- **ROWS**

-------

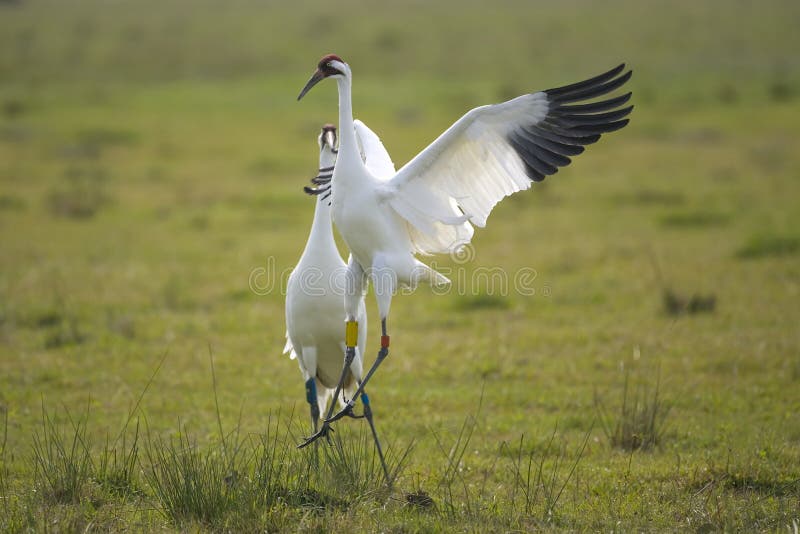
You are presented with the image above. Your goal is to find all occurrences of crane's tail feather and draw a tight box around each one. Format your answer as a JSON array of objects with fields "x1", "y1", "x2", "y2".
[{"x1": 413, "y1": 260, "x2": 451, "y2": 289}]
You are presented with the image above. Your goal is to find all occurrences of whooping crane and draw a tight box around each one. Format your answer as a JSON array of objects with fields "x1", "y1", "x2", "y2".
[{"x1": 297, "y1": 54, "x2": 633, "y2": 446}]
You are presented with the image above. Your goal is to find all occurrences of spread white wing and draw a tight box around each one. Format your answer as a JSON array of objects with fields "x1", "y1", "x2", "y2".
[
  {"x1": 383, "y1": 64, "x2": 633, "y2": 253},
  {"x1": 353, "y1": 119, "x2": 395, "y2": 180}
]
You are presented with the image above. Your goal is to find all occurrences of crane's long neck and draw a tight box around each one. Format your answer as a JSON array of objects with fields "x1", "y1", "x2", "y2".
[
  {"x1": 306, "y1": 148, "x2": 340, "y2": 258},
  {"x1": 336, "y1": 76, "x2": 363, "y2": 169},
  {"x1": 306, "y1": 193, "x2": 339, "y2": 255}
]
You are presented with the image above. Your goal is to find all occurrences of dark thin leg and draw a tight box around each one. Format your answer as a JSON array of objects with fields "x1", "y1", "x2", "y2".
[
  {"x1": 306, "y1": 377, "x2": 319, "y2": 433},
  {"x1": 361, "y1": 392, "x2": 392, "y2": 488},
  {"x1": 297, "y1": 347, "x2": 356, "y2": 449},
  {"x1": 322, "y1": 317, "x2": 389, "y2": 425}
]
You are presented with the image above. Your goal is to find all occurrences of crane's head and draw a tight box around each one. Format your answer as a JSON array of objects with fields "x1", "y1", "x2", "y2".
[
  {"x1": 297, "y1": 54, "x2": 347, "y2": 100},
  {"x1": 317, "y1": 124, "x2": 336, "y2": 154}
]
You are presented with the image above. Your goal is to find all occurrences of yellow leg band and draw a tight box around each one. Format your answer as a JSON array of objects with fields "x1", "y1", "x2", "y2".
[{"x1": 344, "y1": 321, "x2": 358, "y2": 347}]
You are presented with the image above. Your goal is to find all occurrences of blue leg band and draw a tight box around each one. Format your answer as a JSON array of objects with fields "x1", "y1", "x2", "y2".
[{"x1": 306, "y1": 377, "x2": 317, "y2": 406}]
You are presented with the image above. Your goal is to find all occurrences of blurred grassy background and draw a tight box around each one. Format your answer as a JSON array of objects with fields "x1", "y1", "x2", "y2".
[{"x1": 0, "y1": 0, "x2": 800, "y2": 526}]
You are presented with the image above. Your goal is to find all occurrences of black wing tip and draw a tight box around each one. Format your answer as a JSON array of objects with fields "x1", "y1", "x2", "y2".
[{"x1": 543, "y1": 63, "x2": 633, "y2": 99}]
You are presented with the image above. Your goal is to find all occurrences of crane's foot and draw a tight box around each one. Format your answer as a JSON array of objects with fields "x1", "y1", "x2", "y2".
[
  {"x1": 323, "y1": 400, "x2": 356, "y2": 425},
  {"x1": 297, "y1": 421, "x2": 334, "y2": 449}
]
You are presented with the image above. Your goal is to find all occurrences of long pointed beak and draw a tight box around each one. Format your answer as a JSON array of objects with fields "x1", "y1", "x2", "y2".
[{"x1": 297, "y1": 69, "x2": 325, "y2": 101}]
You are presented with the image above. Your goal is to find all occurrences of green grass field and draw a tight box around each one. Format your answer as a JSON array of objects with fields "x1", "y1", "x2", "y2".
[{"x1": 0, "y1": 0, "x2": 800, "y2": 532}]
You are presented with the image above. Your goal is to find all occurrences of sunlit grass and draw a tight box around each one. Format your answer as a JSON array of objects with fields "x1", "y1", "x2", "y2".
[{"x1": 0, "y1": 0, "x2": 800, "y2": 532}]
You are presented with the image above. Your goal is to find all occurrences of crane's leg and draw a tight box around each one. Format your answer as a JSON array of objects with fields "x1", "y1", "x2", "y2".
[
  {"x1": 306, "y1": 376, "x2": 319, "y2": 433},
  {"x1": 324, "y1": 255, "x2": 397, "y2": 423},
  {"x1": 297, "y1": 256, "x2": 365, "y2": 449},
  {"x1": 361, "y1": 388, "x2": 392, "y2": 488},
  {"x1": 323, "y1": 318, "x2": 389, "y2": 425},
  {"x1": 297, "y1": 346, "x2": 358, "y2": 449}
]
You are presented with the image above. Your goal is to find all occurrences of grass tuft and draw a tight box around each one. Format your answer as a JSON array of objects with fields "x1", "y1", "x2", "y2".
[
  {"x1": 595, "y1": 360, "x2": 670, "y2": 451},
  {"x1": 47, "y1": 166, "x2": 110, "y2": 219},
  {"x1": 144, "y1": 426, "x2": 243, "y2": 526},
  {"x1": 500, "y1": 426, "x2": 594, "y2": 523},
  {"x1": 30, "y1": 401, "x2": 92, "y2": 504}
]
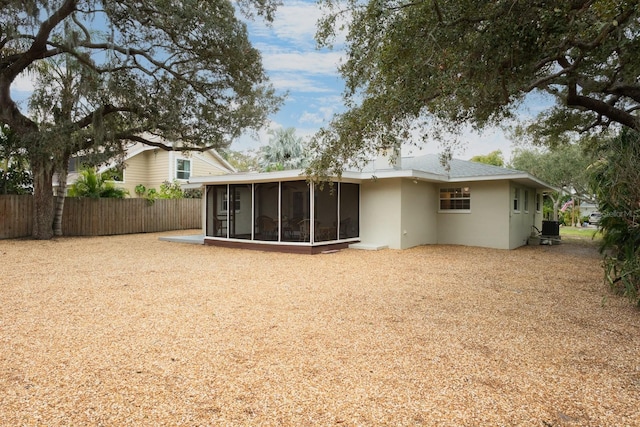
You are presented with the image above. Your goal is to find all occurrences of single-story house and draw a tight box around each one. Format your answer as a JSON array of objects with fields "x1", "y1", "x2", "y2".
[
  {"x1": 53, "y1": 138, "x2": 236, "y2": 197},
  {"x1": 191, "y1": 155, "x2": 554, "y2": 253}
]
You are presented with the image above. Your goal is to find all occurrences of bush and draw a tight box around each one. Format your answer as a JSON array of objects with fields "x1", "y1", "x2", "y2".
[{"x1": 591, "y1": 129, "x2": 640, "y2": 306}]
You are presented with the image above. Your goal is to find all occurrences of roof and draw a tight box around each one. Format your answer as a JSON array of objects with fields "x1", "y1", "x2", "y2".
[{"x1": 191, "y1": 154, "x2": 556, "y2": 191}]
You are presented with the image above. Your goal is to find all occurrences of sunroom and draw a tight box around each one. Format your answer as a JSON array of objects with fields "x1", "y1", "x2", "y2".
[{"x1": 204, "y1": 173, "x2": 360, "y2": 253}]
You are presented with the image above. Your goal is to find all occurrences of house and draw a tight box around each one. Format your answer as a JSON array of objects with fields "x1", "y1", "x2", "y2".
[
  {"x1": 193, "y1": 155, "x2": 553, "y2": 253},
  {"x1": 54, "y1": 136, "x2": 235, "y2": 197}
]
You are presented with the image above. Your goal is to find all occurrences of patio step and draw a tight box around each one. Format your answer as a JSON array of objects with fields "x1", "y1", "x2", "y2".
[{"x1": 349, "y1": 242, "x2": 389, "y2": 251}]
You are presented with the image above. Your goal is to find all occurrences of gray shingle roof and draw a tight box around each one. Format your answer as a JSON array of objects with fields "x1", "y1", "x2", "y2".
[{"x1": 363, "y1": 154, "x2": 524, "y2": 178}]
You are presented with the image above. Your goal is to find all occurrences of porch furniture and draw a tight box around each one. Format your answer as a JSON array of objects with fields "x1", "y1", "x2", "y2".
[{"x1": 256, "y1": 215, "x2": 278, "y2": 238}]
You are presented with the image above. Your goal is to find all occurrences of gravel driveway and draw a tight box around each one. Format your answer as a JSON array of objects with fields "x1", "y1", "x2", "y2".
[{"x1": 0, "y1": 233, "x2": 640, "y2": 427}]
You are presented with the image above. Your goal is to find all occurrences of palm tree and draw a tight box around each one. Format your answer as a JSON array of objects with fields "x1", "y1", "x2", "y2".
[
  {"x1": 69, "y1": 168, "x2": 128, "y2": 199},
  {"x1": 259, "y1": 128, "x2": 309, "y2": 171}
]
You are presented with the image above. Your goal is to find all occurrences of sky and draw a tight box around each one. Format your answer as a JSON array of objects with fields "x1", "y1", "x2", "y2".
[
  {"x1": 12, "y1": 0, "x2": 540, "y2": 162},
  {"x1": 231, "y1": 0, "x2": 524, "y2": 161}
]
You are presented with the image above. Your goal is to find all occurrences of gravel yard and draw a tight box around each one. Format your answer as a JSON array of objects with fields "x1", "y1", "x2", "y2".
[{"x1": 0, "y1": 232, "x2": 640, "y2": 427}]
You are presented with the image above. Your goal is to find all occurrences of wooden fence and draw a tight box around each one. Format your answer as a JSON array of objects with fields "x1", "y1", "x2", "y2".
[{"x1": 0, "y1": 196, "x2": 202, "y2": 239}]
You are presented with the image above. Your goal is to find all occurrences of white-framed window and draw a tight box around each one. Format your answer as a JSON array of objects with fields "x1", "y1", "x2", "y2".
[
  {"x1": 440, "y1": 187, "x2": 471, "y2": 211},
  {"x1": 102, "y1": 166, "x2": 124, "y2": 183},
  {"x1": 220, "y1": 190, "x2": 242, "y2": 213},
  {"x1": 176, "y1": 159, "x2": 191, "y2": 179}
]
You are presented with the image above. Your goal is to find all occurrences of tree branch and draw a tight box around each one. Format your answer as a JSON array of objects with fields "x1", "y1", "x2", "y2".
[{"x1": 566, "y1": 82, "x2": 640, "y2": 131}]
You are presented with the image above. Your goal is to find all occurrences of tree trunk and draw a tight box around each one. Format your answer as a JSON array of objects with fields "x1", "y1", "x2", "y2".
[
  {"x1": 31, "y1": 156, "x2": 53, "y2": 240},
  {"x1": 549, "y1": 195, "x2": 560, "y2": 221},
  {"x1": 53, "y1": 162, "x2": 69, "y2": 236}
]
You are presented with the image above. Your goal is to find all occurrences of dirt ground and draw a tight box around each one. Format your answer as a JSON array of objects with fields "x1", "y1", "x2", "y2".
[{"x1": 0, "y1": 233, "x2": 640, "y2": 427}]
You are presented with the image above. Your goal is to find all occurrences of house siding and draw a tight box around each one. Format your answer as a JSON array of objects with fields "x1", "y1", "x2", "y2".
[
  {"x1": 116, "y1": 153, "x2": 149, "y2": 197},
  {"x1": 360, "y1": 179, "x2": 402, "y2": 249},
  {"x1": 436, "y1": 181, "x2": 510, "y2": 249},
  {"x1": 400, "y1": 179, "x2": 438, "y2": 249}
]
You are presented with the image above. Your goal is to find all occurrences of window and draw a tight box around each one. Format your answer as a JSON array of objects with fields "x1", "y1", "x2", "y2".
[
  {"x1": 102, "y1": 165, "x2": 124, "y2": 182},
  {"x1": 176, "y1": 159, "x2": 191, "y2": 179},
  {"x1": 221, "y1": 190, "x2": 241, "y2": 212},
  {"x1": 440, "y1": 187, "x2": 471, "y2": 211}
]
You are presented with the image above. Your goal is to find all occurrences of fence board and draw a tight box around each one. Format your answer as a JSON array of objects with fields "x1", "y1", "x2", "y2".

-------

- **TASK PROMPT**
Pull out every line of the listing above that contains the string "tree", matching case exactly, and copy each one in full.

- **WORKED ANSWER**
You are presented with the image above. Your goal is to find all occurrences of palm tree and draw a tight box around each one. Format your answer as a JSON array of objects with fields "x1", "y1", "x2", "y2".
You are presented with the image above. Your goal is to find all occurrences of tree branch and draw a tight box around each one. Format your answer as a JSON array of objects with fields "x1", "y1", "x2", "y2".
You are presented with the image above. Your goal is to find all occurrences of tree trunk and draw a tight box around each one. Format your answer as a JSON array of objects with fields "x1", "y1", "x2", "y2".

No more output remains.